**Bacaan yang disediakan:**
Minggu, 11 Juli 2010

Asal usul nama indonesia

PADA zaman purba, kepulauan
tanah air kita disebut dengan
aneka nama. Dalam
catatan bangsa Tionghoa
kawasan kepulauan kita dinamai
*Nan-hai* (Kepulauan
Laut Selatan). Berbagai catatan
kuno bangsa India menamai
kepulauan ini *
Dwipantara* (Kepulauan Tanah
Seberang), nama yang
diturunkan dari kata
Sansekerta *dwipa* (pulau) dan
*antara* (luar, seberang). Kisah
Ramayana
karya pujangga Valmiki yang
termasyhur itu menceritakan
pencarian terhadap
Sinta, istri Rama yang diculik
Ravana, sampai ke
*Suwarnadwipa* (Pulau Emas,
yaitu Sumatra sekarang) yang
terletak di Kepulauan
Dwipantara.

**Bahan yang diberikan:**
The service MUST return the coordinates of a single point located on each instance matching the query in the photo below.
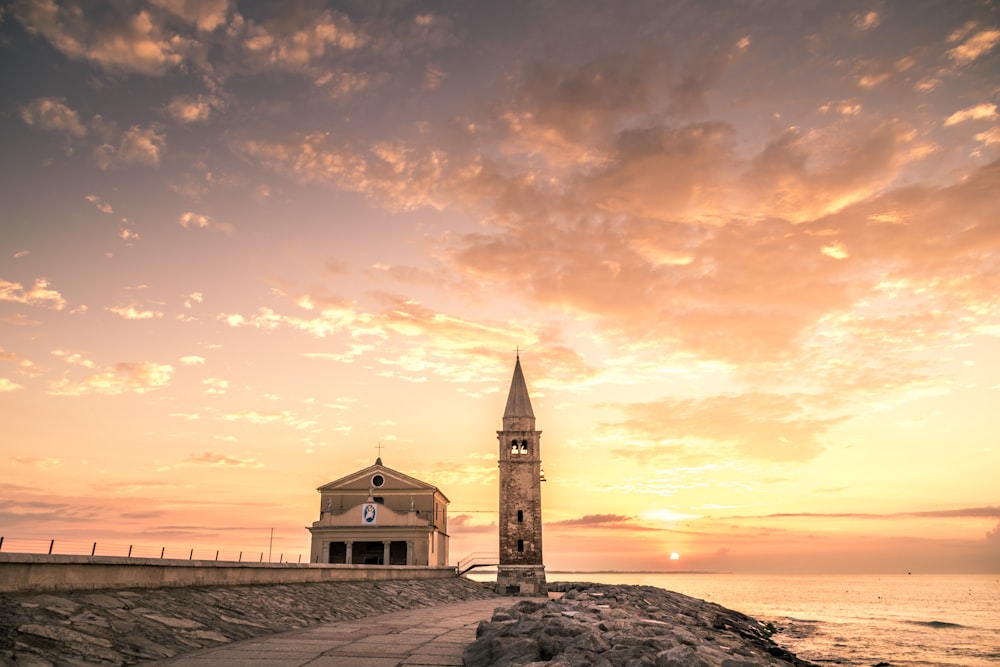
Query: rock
(633, 626)
(123, 627)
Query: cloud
(193, 108)
(138, 377)
(760, 426)
(978, 112)
(986, 512)
(50, 113)
(867, 21)
(207, 15)
(221, 461)
(972, 45)
(135, 312)
(297, 44)
(101, 205)
(215, 386)
(285, 418)
(38, 295)
(601, 521)
(137, 146)
(191, 220)
(7, 386)
(120, 40)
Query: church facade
(380, 516)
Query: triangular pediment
(362, 481)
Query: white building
(379, 516)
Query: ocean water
(904, 620)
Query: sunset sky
(749, 253)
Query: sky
(748, 252)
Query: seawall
(25, 573)
(123, 627)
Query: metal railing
(77, 548)
(477, 559)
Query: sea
(904, 620)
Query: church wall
(22, 573)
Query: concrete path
(427, 636)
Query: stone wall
(31, 572)
(122, 627)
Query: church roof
(396, 480)
(518, 403)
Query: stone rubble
(123, 627)
(595, 625)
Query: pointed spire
(518, 403)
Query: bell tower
(521, 570)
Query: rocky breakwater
(123, 627)
(595, 625)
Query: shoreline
(587, 622)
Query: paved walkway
(426, 636)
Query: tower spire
(518, 401)
(521, 570)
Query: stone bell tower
(521, 570)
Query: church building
(379, 516)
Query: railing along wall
(79, 548)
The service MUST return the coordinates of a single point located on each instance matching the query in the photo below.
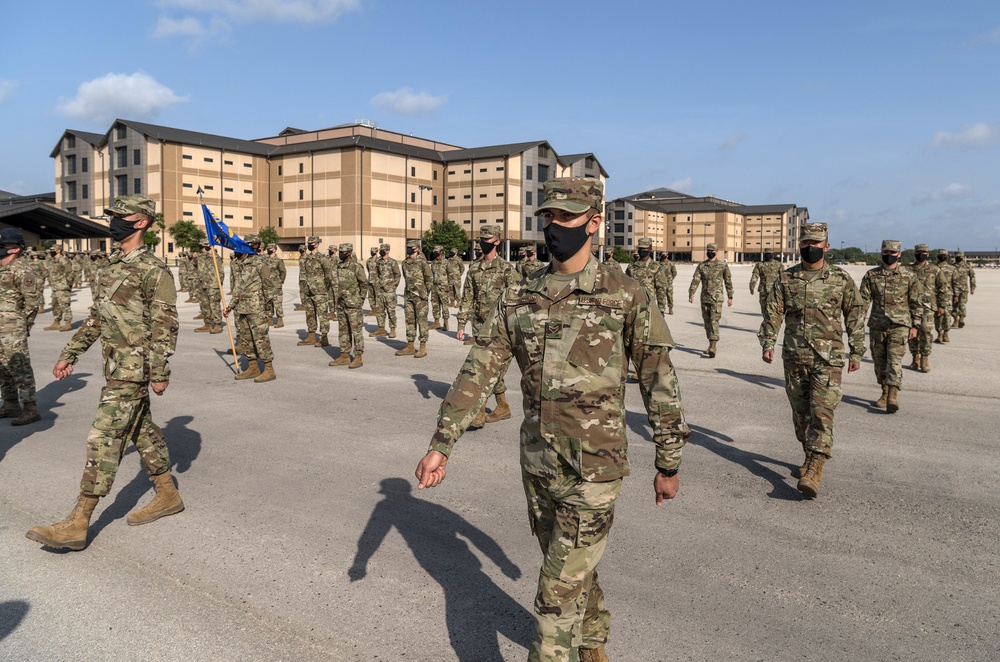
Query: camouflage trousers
(61, 310)
(317, 307)
(415, 314)
(711, 313)
(888, 348)
(210, 302)
(386, 307)
(252, 332)
(959, 305)
(17, 380)
(440, 301)
(350, 330)
(122, 417)
(813, 391)
(925, 336)
(571, 519)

**Petunjuk:** Tolong lanjutkan teks tentang asal usul nama Indonesia, mulai dari bagian setelah kalimat terakhirnya.

**Jawaban:**
Bangsa Arab menyebut tanah air
kita *Jaza'ir al-Jawi* (Kepulauan
Jawa). Nama
Latin untuk kemenyan adalah
*benzoe*, berasal dari bahasa
Arab *luban
jawi*(kemenyan Jawa), sebab
para pedagang Arab
memperoleh kemenyan
dari batang
pohon *Styrax sumatrana* yang
dahulu hanya tumbuh di
Sumatra. Sampai hari
ini jemaah haji kita masih sering
dipanggil "Jawa" oleh orang
Arab. Bahkan
orang Indonesia luar Jawa
sekalipun. "Samathrah, Sholibis,
Sundah, kulluh
Jawi (Sumatra, Sulawesi, Sunda,
semuanya Jawa)" kata seorang
pedagang di
Pasar Seng, Mekah.
Lalu tibalah zaman kedatangan
orang Eropa ke Asia. Bangsa-
bangsa Eropa yang
pertama kali datang itu
beranggapan bahwa Asia hanya
terdiri dari Arab,
Persia, India, dan Cina. Bagi
mereka, daerah yang terbentang
luas antara
Persia dan Cina semuanya adalah
"Hindia". Semenanjung Asia
Selatan mereka
sebut "Hindia Muka" dan daratan
Asia Tenggara dinamai "Hindia
Belakang".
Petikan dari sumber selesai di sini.